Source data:
----
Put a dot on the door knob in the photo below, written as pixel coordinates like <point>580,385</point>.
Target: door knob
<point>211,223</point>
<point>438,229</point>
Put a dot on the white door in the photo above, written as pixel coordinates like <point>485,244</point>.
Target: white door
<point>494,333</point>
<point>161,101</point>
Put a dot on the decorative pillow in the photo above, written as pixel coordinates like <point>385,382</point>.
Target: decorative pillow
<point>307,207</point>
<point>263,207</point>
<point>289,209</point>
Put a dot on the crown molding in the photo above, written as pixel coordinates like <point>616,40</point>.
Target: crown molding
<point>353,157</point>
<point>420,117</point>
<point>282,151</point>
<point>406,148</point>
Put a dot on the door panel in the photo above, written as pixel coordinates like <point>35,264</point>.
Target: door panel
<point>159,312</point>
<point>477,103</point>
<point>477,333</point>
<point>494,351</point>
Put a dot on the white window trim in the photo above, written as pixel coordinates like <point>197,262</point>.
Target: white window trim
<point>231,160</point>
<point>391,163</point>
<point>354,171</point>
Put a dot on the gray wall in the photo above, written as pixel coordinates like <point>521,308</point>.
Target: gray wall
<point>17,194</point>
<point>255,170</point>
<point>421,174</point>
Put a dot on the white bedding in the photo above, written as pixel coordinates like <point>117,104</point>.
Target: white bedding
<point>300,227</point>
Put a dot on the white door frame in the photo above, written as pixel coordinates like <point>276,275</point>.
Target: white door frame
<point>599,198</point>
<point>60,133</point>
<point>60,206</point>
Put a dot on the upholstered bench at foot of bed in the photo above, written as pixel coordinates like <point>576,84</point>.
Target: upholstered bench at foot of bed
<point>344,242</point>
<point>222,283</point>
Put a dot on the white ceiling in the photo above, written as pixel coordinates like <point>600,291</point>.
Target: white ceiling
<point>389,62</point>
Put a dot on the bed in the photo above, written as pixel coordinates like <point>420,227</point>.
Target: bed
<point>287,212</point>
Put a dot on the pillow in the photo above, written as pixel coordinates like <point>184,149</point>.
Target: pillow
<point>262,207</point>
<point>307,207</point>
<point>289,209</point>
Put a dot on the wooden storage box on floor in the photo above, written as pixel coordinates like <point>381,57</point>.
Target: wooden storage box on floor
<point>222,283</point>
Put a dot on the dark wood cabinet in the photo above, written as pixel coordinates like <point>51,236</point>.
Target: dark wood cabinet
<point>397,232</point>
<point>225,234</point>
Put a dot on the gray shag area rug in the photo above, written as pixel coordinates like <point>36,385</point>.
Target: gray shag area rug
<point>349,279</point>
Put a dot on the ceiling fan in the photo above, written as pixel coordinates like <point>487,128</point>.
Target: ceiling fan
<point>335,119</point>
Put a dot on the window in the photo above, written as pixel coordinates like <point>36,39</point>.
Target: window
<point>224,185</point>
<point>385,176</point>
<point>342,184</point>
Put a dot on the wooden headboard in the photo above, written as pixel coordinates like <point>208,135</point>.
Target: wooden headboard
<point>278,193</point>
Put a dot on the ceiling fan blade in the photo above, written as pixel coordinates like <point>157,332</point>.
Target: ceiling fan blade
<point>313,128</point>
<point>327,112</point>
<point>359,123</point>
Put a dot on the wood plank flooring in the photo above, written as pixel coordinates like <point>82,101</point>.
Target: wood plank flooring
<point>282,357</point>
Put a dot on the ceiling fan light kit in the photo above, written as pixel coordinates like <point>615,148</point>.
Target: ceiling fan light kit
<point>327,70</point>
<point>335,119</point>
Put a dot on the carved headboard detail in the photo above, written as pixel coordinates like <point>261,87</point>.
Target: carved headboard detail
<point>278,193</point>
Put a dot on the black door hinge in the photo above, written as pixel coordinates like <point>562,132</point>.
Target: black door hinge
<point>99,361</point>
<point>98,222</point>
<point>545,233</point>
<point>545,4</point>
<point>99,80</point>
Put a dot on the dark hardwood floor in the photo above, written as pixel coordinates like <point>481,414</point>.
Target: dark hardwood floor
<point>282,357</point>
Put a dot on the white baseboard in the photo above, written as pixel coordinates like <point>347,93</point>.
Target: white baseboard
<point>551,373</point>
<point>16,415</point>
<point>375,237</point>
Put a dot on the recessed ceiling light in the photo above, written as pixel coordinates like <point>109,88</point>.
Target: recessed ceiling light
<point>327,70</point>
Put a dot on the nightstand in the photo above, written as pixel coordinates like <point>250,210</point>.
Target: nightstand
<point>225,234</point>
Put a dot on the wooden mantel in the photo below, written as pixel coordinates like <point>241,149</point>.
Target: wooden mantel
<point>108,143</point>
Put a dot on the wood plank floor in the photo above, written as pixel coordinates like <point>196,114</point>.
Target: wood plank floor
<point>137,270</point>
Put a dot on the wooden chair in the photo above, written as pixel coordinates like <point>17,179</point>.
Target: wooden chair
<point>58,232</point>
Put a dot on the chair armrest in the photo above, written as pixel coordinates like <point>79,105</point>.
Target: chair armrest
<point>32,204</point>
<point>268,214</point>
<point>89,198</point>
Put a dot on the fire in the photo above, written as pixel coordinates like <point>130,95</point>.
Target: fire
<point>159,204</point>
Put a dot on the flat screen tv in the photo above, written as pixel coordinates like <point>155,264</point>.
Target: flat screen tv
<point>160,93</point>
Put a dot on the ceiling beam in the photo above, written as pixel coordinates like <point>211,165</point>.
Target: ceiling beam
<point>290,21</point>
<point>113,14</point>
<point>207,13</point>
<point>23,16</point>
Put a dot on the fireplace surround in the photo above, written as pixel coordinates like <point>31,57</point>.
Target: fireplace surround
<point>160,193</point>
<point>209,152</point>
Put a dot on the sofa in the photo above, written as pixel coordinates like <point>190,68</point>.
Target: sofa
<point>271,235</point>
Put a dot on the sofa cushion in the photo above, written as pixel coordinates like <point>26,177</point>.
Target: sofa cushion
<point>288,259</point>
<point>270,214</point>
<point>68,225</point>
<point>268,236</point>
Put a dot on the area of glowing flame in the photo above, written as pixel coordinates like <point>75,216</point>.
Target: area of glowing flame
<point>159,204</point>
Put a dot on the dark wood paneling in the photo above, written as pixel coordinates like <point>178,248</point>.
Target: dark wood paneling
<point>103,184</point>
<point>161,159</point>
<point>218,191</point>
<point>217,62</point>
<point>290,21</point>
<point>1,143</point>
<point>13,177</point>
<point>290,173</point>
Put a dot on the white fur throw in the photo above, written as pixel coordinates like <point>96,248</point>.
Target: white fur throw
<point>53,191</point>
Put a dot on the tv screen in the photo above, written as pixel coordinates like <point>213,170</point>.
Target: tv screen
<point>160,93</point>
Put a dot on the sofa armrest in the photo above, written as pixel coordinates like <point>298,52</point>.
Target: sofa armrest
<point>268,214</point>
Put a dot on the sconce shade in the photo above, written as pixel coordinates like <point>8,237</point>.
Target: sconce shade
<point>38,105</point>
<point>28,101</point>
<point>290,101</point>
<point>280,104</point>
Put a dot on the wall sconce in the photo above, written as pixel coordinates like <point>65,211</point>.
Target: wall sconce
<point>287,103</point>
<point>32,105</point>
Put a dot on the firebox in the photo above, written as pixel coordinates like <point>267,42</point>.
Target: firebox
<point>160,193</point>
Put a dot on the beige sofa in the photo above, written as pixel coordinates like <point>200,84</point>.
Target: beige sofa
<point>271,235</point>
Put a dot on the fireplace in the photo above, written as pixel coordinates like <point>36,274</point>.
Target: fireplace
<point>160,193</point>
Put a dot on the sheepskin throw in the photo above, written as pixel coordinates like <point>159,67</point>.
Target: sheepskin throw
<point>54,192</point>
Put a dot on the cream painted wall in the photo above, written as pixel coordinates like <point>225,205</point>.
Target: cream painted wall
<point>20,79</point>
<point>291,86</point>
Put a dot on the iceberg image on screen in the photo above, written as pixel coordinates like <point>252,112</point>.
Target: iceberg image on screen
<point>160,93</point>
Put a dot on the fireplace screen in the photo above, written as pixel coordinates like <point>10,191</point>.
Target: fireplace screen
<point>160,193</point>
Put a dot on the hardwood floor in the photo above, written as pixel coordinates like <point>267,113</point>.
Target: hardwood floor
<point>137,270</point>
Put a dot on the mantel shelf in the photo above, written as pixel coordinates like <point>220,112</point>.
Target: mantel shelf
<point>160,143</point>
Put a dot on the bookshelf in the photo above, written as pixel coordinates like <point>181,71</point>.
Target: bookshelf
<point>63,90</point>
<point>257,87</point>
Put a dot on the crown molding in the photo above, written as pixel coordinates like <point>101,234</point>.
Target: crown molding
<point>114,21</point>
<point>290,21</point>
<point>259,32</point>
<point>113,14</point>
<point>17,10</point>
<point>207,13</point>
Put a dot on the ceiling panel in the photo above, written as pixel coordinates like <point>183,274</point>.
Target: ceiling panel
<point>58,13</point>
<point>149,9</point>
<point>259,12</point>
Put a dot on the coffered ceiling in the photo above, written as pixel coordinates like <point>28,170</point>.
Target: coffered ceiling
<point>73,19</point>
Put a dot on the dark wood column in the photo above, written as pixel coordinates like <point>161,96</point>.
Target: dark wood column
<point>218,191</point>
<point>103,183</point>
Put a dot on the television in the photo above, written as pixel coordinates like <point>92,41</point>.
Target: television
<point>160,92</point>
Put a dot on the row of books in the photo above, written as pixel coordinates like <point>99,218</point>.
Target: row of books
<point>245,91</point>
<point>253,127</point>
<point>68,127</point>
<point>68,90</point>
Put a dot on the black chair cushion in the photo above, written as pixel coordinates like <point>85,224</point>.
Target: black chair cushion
----
DIRECTIONS: Once the line with "Put a dot on the tv" is found in the records above, print exactly that line and every line after it through the line with "Put a dot on the sconce".

SOLUTION TO THE PROBLEM:
Put a dot on the tv screen in the photo above, written as pixel coordinates like <point>213,170</point>.
Target: tv screen
<point>160,93</point>
Put a dot on the sofa armrest in the photo above, written as pixel coordinates like <point>298,52</point>.
Target: sofa armrest
<point>268,214</point>
Put a dot on the sconce shade in the photo above, written as pixel coordinates like <point>8,237</point>.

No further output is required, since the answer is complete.